● Work to be completed:
Lines that include the string "headlamp" are the ones to copy from the entries below.

(Natural-language object grounding data)

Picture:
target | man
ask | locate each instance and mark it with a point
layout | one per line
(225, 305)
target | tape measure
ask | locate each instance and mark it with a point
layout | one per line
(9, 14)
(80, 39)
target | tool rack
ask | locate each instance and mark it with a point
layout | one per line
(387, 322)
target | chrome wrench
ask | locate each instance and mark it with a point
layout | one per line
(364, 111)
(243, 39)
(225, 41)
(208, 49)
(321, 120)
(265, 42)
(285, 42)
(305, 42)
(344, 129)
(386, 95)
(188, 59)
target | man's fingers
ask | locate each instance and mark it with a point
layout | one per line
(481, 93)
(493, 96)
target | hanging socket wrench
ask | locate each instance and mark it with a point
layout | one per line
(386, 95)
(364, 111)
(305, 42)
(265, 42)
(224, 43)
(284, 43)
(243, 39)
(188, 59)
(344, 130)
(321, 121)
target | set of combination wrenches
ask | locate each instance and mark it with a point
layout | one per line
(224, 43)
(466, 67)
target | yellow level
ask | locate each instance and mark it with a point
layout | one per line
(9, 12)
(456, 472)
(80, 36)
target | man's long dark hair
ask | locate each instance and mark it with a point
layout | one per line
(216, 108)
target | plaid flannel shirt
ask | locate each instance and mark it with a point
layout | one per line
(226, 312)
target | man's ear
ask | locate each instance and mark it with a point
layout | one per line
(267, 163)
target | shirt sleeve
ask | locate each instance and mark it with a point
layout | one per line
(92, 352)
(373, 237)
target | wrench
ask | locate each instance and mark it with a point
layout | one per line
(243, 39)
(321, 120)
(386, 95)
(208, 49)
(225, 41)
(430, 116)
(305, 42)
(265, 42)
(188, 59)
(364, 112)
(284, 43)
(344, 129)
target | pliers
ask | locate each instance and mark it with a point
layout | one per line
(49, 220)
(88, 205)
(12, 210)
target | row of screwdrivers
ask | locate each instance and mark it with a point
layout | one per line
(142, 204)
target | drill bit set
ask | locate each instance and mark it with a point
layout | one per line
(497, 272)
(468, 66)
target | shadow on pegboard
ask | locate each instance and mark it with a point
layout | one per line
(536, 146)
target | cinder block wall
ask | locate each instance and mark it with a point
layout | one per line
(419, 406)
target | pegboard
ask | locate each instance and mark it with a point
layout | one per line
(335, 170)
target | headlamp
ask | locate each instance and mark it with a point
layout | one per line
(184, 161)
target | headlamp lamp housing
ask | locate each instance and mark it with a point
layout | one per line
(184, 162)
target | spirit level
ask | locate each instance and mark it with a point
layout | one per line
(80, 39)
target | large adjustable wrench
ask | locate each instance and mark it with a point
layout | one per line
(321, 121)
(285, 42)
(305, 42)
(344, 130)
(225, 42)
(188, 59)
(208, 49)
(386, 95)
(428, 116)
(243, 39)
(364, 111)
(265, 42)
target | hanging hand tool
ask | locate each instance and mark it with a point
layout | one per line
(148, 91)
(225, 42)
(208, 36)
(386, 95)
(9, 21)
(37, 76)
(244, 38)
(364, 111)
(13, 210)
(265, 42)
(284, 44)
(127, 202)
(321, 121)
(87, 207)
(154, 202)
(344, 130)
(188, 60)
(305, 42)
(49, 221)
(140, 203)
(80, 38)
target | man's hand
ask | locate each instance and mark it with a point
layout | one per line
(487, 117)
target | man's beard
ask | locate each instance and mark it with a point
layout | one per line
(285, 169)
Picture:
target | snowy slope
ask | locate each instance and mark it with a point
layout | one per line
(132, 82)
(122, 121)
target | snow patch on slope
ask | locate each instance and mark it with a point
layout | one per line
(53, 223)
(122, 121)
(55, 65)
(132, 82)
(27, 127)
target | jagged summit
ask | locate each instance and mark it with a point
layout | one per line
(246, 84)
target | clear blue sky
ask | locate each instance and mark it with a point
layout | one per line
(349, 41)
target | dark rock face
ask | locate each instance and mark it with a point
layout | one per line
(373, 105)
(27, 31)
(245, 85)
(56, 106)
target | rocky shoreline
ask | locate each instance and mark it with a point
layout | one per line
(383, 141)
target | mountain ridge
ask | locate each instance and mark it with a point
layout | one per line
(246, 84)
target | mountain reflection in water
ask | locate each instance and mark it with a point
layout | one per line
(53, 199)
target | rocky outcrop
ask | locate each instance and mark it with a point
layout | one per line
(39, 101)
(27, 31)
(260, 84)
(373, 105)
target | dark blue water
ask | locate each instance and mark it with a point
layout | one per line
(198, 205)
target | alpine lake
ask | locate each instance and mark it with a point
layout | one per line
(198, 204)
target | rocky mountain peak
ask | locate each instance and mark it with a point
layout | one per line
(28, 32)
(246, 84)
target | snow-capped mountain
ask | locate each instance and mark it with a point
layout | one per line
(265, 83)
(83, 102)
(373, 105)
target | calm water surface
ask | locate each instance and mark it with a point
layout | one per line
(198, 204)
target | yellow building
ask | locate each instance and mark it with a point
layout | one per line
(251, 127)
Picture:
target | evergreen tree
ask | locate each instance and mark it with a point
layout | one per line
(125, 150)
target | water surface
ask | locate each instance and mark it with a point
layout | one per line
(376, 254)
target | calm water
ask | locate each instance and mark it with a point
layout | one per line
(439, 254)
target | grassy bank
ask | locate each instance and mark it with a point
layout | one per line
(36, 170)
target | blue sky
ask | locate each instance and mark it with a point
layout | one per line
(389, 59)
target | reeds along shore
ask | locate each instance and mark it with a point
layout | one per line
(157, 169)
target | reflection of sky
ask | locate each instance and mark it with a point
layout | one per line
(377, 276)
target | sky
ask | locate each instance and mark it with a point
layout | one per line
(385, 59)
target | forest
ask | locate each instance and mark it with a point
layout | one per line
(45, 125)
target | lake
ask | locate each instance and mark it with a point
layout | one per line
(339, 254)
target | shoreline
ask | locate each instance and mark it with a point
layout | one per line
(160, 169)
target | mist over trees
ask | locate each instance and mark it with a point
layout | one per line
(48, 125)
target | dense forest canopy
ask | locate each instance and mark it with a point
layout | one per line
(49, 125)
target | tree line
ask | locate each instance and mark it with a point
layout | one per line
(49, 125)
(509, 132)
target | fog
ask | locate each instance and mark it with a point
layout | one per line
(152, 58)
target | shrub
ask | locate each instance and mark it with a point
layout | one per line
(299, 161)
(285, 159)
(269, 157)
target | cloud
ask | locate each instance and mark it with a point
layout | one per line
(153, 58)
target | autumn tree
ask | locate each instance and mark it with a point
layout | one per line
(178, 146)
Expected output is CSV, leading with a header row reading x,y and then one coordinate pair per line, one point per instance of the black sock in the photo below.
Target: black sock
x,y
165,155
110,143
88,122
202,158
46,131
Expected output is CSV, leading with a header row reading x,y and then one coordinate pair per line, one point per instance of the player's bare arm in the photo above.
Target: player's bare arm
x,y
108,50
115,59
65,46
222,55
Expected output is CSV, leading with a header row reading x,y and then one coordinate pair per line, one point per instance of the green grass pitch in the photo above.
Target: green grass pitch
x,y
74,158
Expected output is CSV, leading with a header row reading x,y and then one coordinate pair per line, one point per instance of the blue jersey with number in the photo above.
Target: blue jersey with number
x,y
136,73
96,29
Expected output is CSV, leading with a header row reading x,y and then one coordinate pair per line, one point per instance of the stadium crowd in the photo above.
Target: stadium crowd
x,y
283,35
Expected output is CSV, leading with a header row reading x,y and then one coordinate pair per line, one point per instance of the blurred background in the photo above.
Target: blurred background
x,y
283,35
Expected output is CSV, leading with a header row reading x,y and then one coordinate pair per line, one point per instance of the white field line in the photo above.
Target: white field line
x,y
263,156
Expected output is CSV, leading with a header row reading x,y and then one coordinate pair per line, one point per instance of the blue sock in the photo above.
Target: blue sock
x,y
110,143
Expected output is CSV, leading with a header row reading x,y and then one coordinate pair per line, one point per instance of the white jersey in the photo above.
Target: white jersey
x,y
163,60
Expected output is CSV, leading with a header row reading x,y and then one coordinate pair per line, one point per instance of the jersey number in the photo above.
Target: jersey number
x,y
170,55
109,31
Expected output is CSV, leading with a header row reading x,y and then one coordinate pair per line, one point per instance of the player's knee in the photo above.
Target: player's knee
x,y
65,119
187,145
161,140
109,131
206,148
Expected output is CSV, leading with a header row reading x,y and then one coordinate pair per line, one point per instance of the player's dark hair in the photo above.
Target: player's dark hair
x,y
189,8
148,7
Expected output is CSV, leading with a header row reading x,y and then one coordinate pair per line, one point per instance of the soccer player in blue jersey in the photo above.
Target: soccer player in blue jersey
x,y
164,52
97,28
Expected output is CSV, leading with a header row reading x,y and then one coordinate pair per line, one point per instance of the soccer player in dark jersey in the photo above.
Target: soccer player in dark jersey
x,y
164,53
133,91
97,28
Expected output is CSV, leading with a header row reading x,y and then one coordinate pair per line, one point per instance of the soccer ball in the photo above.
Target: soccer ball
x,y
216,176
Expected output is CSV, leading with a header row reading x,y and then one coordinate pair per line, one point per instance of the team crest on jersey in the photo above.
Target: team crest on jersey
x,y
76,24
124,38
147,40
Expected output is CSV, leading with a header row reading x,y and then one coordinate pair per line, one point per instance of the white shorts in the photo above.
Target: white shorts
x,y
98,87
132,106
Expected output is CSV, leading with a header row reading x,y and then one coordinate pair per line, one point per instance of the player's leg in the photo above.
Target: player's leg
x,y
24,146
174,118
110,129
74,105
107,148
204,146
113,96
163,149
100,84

● Exercise solution:
target | headlamp
target | headlamp lamp housing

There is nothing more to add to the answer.